*** ИСХОДНЫЙ ОТРЫВОК
Размах и нахрап российского “дикого капитализма” занимали Андрея Донатовича не только видимой, но и подводной частью своего айсберга. Занимали как феномен сознания, свойственного обширному слою современного российского общества. В характерной для сегодняшней России атмосфере прагматизма, меркантильности, безудержного накопительства, не обремененного высокими духовными устремлениями и нравственными принципами или — еще чаще — имитирующего их наличие, писатель разглядел черты нового, парадоксального витка старой русской империалистической идеи. Изменились лишь способы претворения идеи в жизнь и — соответственно — облекающие ее словесные формы. Если в былые времена “русская идея” формулировалась так: “Даешь Константинополь!”, “Водрузим русский щит на врата Цареграда!” — или — другой вариант: “Советская Россия — буревестник мировой революции!”, “СССР — вождь мирового коммунизма!”, то теперь…

Теперь лучше предоставить слово персонажу. Что и делает Синявский.

В заключение цикла лекций “Интеллигенция и власть” (прочитанного в феврале 1996 года в Нью-Йорке и опубликованного посмертно — в качестве приложения к книге “Основы советской цивилизации” — в 2001 году в Москве) Андрей Донатович предлагает аудитории свой очередной стилистический сюрприз. Респектабельный голос докладчика неожиданно прерывается резким саркастическим спичем… все того же неутомимого Абрама Терца.

Наш старый знакомец, откуда ни возьмись очутившийся в стенах американского университета, на сей раз выступает в качестве медиума. Его устами внушительный легион героев нашего времени — бизнесмены и рэкетиры; “япончики” и “тайванчики”; крутые и легавые; влиятельные олигархи и заурядные “новые русские”; ушлые из политической элиты и ссучившиеся из творческой интеллигенции, — провозглашают свое коллективное кредо. Вот как выглядит это стихотворение в прозе (что твой Тургенев!):

“— Мы не успокоимся. Мы как саранча пройдем по всем вашим богатым землям. Пройдем и пожрем. Нам не привыкать к чужому золоту и чужой крови. Мы прикарманим ваши банки, ваши замки, ваши Лазурные Берега и Сан-Франциски. Нас много, и мы сильнее”.

Аппетит приходит во время еды. Не ограничиваясь чужим опусом, Терц в спиритическом экстазе переходит на стихи собственного сочинения:

“Да, Скифы — мы! Да, азиаты мы,

С раскосыми и жадными очами”.

Вот кто, оказывается, настоящий автор блоковских “Скифов”*.

5

Вернемся все же к проблеме действительность и искусство, волнующей брежневообразного персонажа из первой картинки. На самом деле — куда больше (хотя и в ином ракурсе) она интересует писателя, нарисовавшего персонажа мимолетным росчерком своего пера.

Сама жизнь для Синявского — понятие объемное, стереоскопичное. К разным аспектам этого понятия он относится неодинаково. Жизнь дорога, близка, интересна писателю в измерении свободоносном, культуротворном и чужда, скучна в измерении обыденном, рутинном.
******
- [ЧТО СДЕЛАТЬ]:
**a)** Перечислите все лозунги, которыми, согласно отрывку о Синявском, в былые времена формулировалась «русская идея».
**b)** Выпишите из отрывка о Синявском фрагмент от слов "Аппетит приходит во" до слов "измерении обыденном, рутинном.".
Приведённые далее строки — отдельный материал, с отрывком они не связаны.
*** ПРИВЕДЁННЫЕ СТРОКИ
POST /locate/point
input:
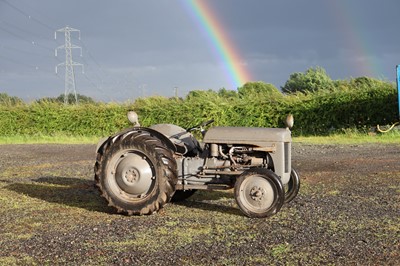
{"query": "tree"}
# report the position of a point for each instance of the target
(312, 80)
(5, 99)
(258, 90)
(70, 98)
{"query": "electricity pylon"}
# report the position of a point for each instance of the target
(69, 63)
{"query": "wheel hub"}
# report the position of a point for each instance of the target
(132, 175)
(257, 193)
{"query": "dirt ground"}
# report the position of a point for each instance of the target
(347, 213)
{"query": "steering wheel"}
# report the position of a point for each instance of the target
(200, 126)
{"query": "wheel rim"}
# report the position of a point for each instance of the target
(257, 193)
(131, 175)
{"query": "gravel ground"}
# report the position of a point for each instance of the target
(347, 213)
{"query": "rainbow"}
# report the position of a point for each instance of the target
(349, 27)
(234, 65)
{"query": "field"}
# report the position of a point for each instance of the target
(347, 213)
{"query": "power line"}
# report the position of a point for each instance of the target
(69, 64)
(28, 16)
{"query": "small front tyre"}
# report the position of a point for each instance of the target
(259, 193)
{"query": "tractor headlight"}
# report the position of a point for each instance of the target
(289, 121)
(133, 118)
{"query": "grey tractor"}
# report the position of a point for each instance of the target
(140, 169)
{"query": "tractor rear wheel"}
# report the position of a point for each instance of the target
(136, 173)
(259, 193)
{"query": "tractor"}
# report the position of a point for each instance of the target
(140, 169)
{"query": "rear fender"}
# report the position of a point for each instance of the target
(152, 132)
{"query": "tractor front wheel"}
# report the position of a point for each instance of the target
(259, 193)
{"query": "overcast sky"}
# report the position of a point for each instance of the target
(133, 48)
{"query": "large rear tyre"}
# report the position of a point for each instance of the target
(259, 193)
(136, 173)
(292, 187)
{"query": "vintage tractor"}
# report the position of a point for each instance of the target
(140, 169)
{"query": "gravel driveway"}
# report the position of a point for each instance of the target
(347, 213)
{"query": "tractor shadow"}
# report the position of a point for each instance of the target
(82, 193)
(73, 192)
(213, 201)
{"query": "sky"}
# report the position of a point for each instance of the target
(141, 48)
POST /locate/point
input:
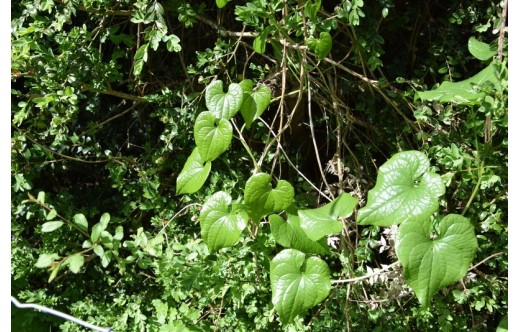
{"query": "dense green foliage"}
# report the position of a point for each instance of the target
(181, 165)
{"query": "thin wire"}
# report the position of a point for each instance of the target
(59, 314)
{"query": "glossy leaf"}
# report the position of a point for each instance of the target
(221, 3)
(50, 226)
(255, 102)
(46, 260)
(404, 190)
(224, 105)
(322, 221)
(212, 136)
(261, 199)
(322, 46)
(462, 92)
(289, 234)
(193, 174)
(75, 262)
(481, 51)
(221, 226)
(435, 258)
(297, 283)
(81, 221)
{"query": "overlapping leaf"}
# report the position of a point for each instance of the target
(462, 92)
(290, 235)
(404, 190)
(317, 223)
(435, 258)
(193, 174)
(254, 101)
(224, 105)
(297, 283)
(221, 227)
(261, 199)
(212, 136)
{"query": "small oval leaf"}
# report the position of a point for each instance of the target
(404, 190)
(51, 226)
(212, 136)
(193, 174)
(221, 227)
(224, 105)
(261, 199)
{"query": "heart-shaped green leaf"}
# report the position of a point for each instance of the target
(261, 199)
(194, 174)
(255, 102)
(404, 190)
(290, 235)
(322, 46)
(481, 51)
(317, 223)
(212, 136)
(221, 227)
(462, 92)
(223, 104)
(297, 283)
(433, 259)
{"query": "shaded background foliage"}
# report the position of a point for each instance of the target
(103, 123)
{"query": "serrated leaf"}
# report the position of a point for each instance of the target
(297, 283)
(193, 174)
(462, 92)
(221, 227)
(322, 221)
(404, 190)
(46, 260)
(290, 235)
(261, 199)
(255, 102)
(52, 214)
(224, 105)
(433, 259)
(50, 226)
(481, 51)
(322, 46)
(81, 221)
(212, 136)
(75, 262)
******
- [ОТВЕТЫ ПО ЗАДАНИЯМ]:
**a)**
«Даешь Константинополь!»
«Водрузим русский щит на врата Цареграда!»
«Советская Россия — буревестник мировой революции!»
«СССР — вождь мирового коммунизма!»

**b)**
Аппетит приходит во время еды. Не ограничиваясь чужим опусом, Терц в спиритическом экстазе переходит на стихи собственного сочинения:

“Да, Скифы — мы! Да, азиаты мы,

С раскосыми и жадными очами”.

Вот кто, оказывается, настоящий автор блоковских “Скифов”*.

5

Вернемся все же к проблеме действительность и искусство, волнующей брежневообразного персонажа из первой картинки. На самом деле — куда больше (хотя и в ином ракурсе) она интересует писателя, нарисовавшего персонажа мимолетным росчерком своего пера.

Сама жизнь для Синявского — понятие объемное, стереоскопичное. К разным аспектам этого понятия он относится неодинаково. Жизнь дорога, близка, интересна писателю в измерении свободоносном, культуротворном и чужда, скучна в измерении обыденном, рутинном.